- [Required action] Only one stretch of the data below is wanted: the lines starting at the one with "The <instance> blocks" and ending at the one with "box: [427, 439, 450, 580]", both included, given again exactly.

-- Opening Marker --

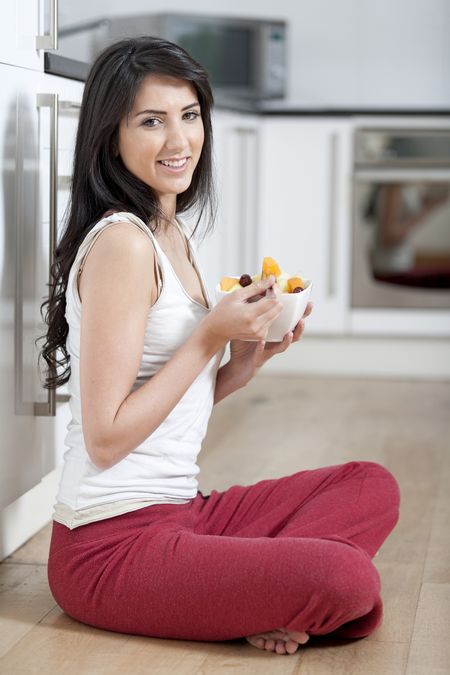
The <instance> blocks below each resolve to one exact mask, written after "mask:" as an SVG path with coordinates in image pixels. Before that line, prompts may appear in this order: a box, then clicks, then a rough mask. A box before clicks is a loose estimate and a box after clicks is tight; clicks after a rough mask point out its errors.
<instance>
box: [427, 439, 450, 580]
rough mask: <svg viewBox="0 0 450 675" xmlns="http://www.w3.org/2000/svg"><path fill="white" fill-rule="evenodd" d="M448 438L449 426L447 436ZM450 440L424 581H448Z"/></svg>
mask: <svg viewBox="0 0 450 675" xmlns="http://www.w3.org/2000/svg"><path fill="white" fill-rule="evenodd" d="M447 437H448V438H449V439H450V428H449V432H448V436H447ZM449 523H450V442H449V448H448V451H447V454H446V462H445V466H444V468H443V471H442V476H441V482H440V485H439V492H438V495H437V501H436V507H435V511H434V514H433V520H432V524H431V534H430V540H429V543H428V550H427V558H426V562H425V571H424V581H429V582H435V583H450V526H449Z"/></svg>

-- Closing Marker --
-- Opening Marker --

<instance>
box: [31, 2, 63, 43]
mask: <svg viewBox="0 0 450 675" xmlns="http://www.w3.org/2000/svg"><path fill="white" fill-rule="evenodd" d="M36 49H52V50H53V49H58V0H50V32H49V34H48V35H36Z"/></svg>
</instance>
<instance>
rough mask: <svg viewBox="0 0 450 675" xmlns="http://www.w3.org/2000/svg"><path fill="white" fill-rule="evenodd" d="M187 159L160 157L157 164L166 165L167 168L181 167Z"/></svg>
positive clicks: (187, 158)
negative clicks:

-- Closing Marker --

- [Answer for the task]
The <instance> blocks below each resolve to one exact mask, written after "mask:" as an SVG path with coordinates in image pixels. Before that line, prompts may appear in this order: a box, then clicks, then a rough mask. A box before clicks is a loose estimate and a box after clicks is tight; clicks after a rough mask point out its errors.
<instance>
box: [427, 439, 450, 580]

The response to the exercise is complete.